• **Task requirements**
Render the material in the stretch from the line containing "white logo patch on beanie — bbox?" through the line containing "top-left (309, 195), bottom-right (380, 245)" as a two-column CSV with the headers input and output. Each row should pair a text with its answer, with each in one quoted field and line breaks replaced by spaces.

• **Material for this exercise**
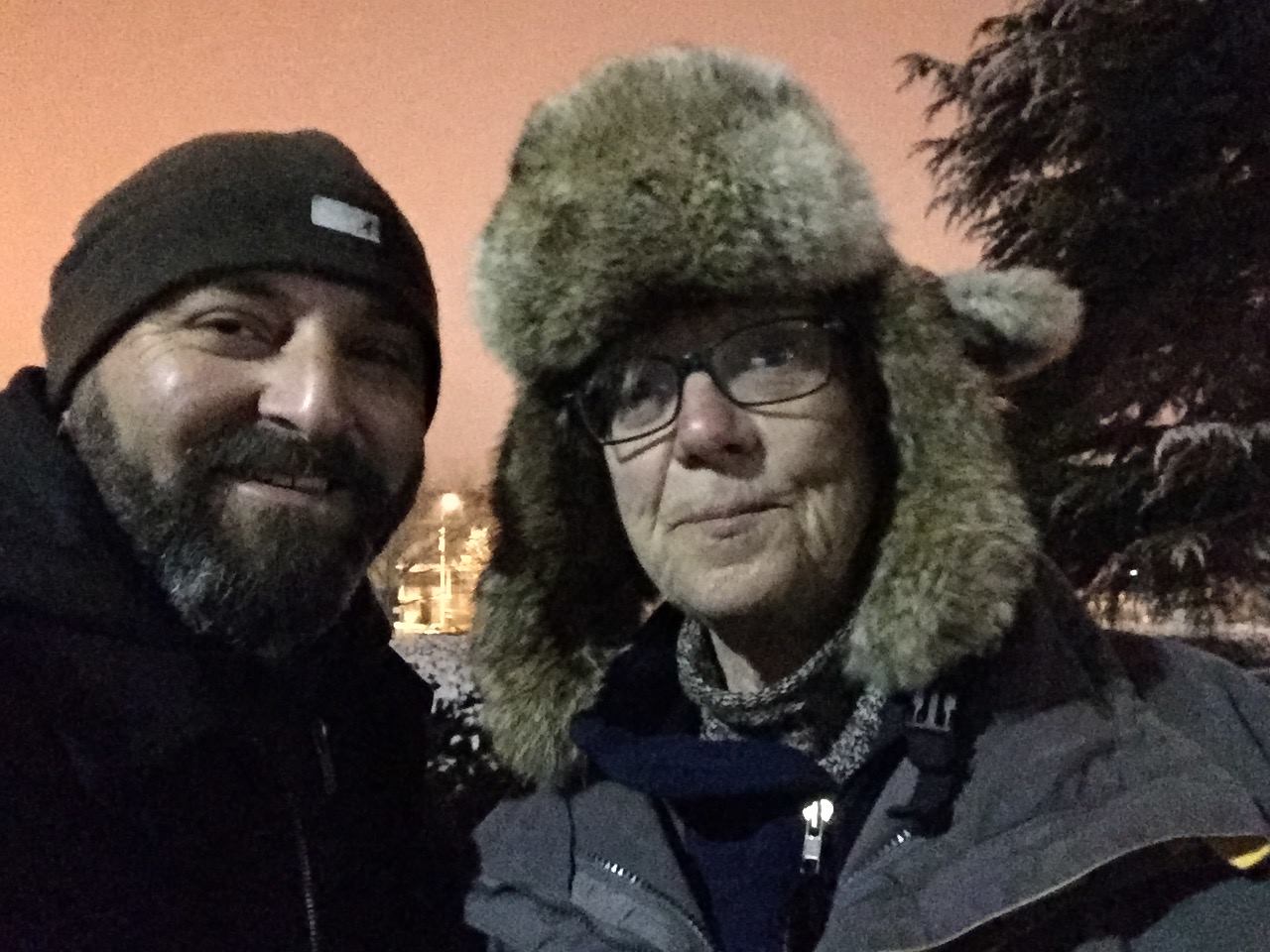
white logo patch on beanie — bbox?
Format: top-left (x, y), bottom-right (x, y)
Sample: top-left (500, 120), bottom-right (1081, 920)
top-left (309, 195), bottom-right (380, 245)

---

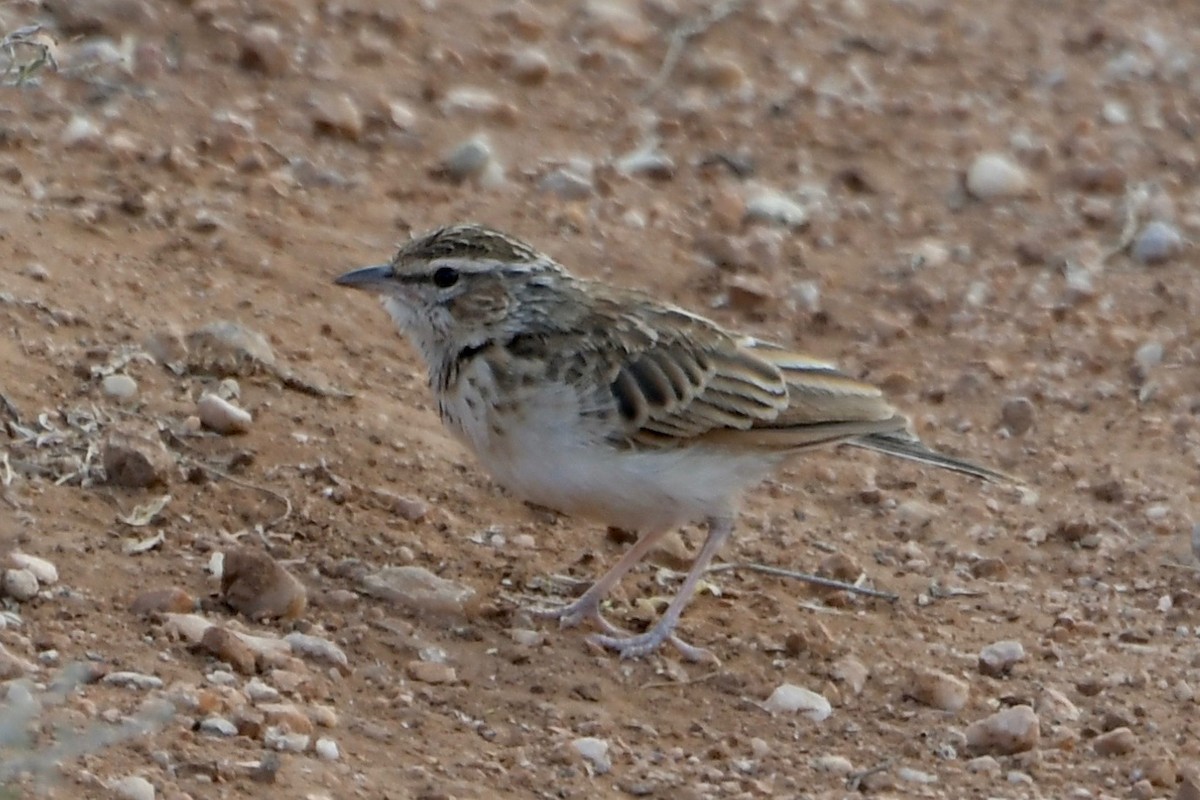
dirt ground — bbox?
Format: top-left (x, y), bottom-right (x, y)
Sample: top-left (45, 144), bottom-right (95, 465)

• **Result below**
input,output
"white logo patch on beanie — bbox? Format: top-left (x, y), bottom-right (x, y) Sample: top-left (500, 120), bottom-right (1081, 920)","top-left (309, 195), bottom-right (380, 245)"